Assigned task:
Word for word, restate all of the entries.
# # # # # # #
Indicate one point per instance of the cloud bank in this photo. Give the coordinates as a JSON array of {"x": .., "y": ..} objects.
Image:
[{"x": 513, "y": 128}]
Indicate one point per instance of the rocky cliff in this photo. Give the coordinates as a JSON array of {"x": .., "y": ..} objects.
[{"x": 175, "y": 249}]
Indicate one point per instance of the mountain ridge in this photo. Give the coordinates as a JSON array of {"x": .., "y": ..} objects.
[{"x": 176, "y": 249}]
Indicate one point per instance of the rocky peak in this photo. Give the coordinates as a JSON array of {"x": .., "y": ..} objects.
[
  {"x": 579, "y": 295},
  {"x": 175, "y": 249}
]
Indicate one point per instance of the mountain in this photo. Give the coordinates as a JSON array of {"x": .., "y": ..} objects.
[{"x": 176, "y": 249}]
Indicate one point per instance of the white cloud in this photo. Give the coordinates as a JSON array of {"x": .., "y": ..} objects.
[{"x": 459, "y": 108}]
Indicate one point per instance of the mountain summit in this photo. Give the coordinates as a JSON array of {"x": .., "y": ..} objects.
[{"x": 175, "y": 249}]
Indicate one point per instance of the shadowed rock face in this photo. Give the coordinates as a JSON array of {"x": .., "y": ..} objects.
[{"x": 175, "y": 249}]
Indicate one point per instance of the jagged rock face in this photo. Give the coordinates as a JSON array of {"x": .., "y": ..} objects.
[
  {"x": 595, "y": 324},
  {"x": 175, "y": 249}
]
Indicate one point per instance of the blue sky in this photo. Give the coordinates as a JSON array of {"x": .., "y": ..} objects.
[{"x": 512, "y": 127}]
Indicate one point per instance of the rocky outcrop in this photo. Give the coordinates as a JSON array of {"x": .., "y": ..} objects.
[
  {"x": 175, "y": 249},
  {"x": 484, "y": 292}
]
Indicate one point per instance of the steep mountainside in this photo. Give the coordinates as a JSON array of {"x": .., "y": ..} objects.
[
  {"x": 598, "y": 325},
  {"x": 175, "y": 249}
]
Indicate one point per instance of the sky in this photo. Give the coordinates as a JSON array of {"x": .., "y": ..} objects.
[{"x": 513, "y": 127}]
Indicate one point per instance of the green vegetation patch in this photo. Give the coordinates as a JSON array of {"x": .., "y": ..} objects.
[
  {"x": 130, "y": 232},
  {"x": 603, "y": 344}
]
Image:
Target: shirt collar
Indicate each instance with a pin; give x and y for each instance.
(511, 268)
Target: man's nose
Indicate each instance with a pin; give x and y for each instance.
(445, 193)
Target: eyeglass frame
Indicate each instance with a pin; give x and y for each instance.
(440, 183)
# # # # # # #
Written reply:
Indicate one point per instance of the cloud bank in this photo. Give the coordinates as a JSON array of {"x": .., "y": ..} objects.
Image:
[{"x": 513, "y": 128}]
Indicate one point per instance of the rocky cliff in this photo. Give the coordinates as a JSON array of {"x": .., "y": ..} objects.
[{"x": 175, "y": 249}]
Indicate one point per instance of the mountain ridge in this photo. Give the coordinates as a JSON array of {"x": .., "y": ..} objects.
[{"x": 176, "y": 249}]
Indicate one point per instance of the rocky peak in this photo. Give the coordinates as a JSON array of {"x": .., "y": ..} objects.
[
  {"x": 579, "y": 295},
  {"x": 175, "y": 249}
]
Indicate one point per instance of the mountain in this photo. Give the coordinates as a JSON array of {"x": .., "y": ..} objects.
[{"x": 176, "y": 249}]
Indicate one point per instance of the white cloud in this photo. Give the coordinates as a JSON array of {"x": .., "y": ..} objects.
[{"x": 459, "y": 108}]
Indicate one point per instance of the mountain summit in this photo. Give the coordinates as a JSON array of {"x": .., "y": ..} objects.
[{"x": 175, "y": 249}]
Indicate one point per instance of the shadowed rock face in this photo. Give the coordinates as a JSON array of {"x": .., "y": ..} objects.
[{"x": 175, "y": 249}]
Indicate one point per instance of the jagged rock face in this photo. Give the coordinates as a JSON array of {"x": .., "y": ..} objects.
[
  {"x": 595, "y": 324},
  {"x": 175, "y": 249}
]
Indicate one point per instance of the blue sky in this photo. Give the coordinates as a JSON array of {"x": .., "y": ..} objects.
[{"x": 512, "y": 127}]
Indicate one point per instance of the rocky outcrop in this photo. Give the coordinates as a JSON array of {"x": .., "y": ..} objects.
[
  {"x": 175, "y": 249},
  {"x": 484, "y": 292}
]
Indicate one point per instance of the steep mountainside in this photo. Give the coordinates as a JSON array of {"x": .., "y": ..} objects.
[
  {"x": 598, "y": 325},
  {"x": 175, "y": 249}
]
Indicate one point per instance of the sky in this photo. Give the coordinates as a JSON array of {"x": .., "y": ..} objects.
[{"x": 513, "y": 127}]
Indicate one point per instance of the green vegetation patch in this photo. Give the coordinates as a JSON array of {"x": .., "y": ..} objects.
[
  {"x": 130, "y": 232},
  {"x": 603, "y": 344}
]
Image:
Target: shirt collar
Indicate each instance with a pin; give x and y for each instance.
(511, 268)
Target: man's nose
Indicate each instance with a pin; give x and y for each instance.
(445, 193)
Target: eyeglass frame
Indicate each instance with a pin; give x and y for each instance.
(440, 183)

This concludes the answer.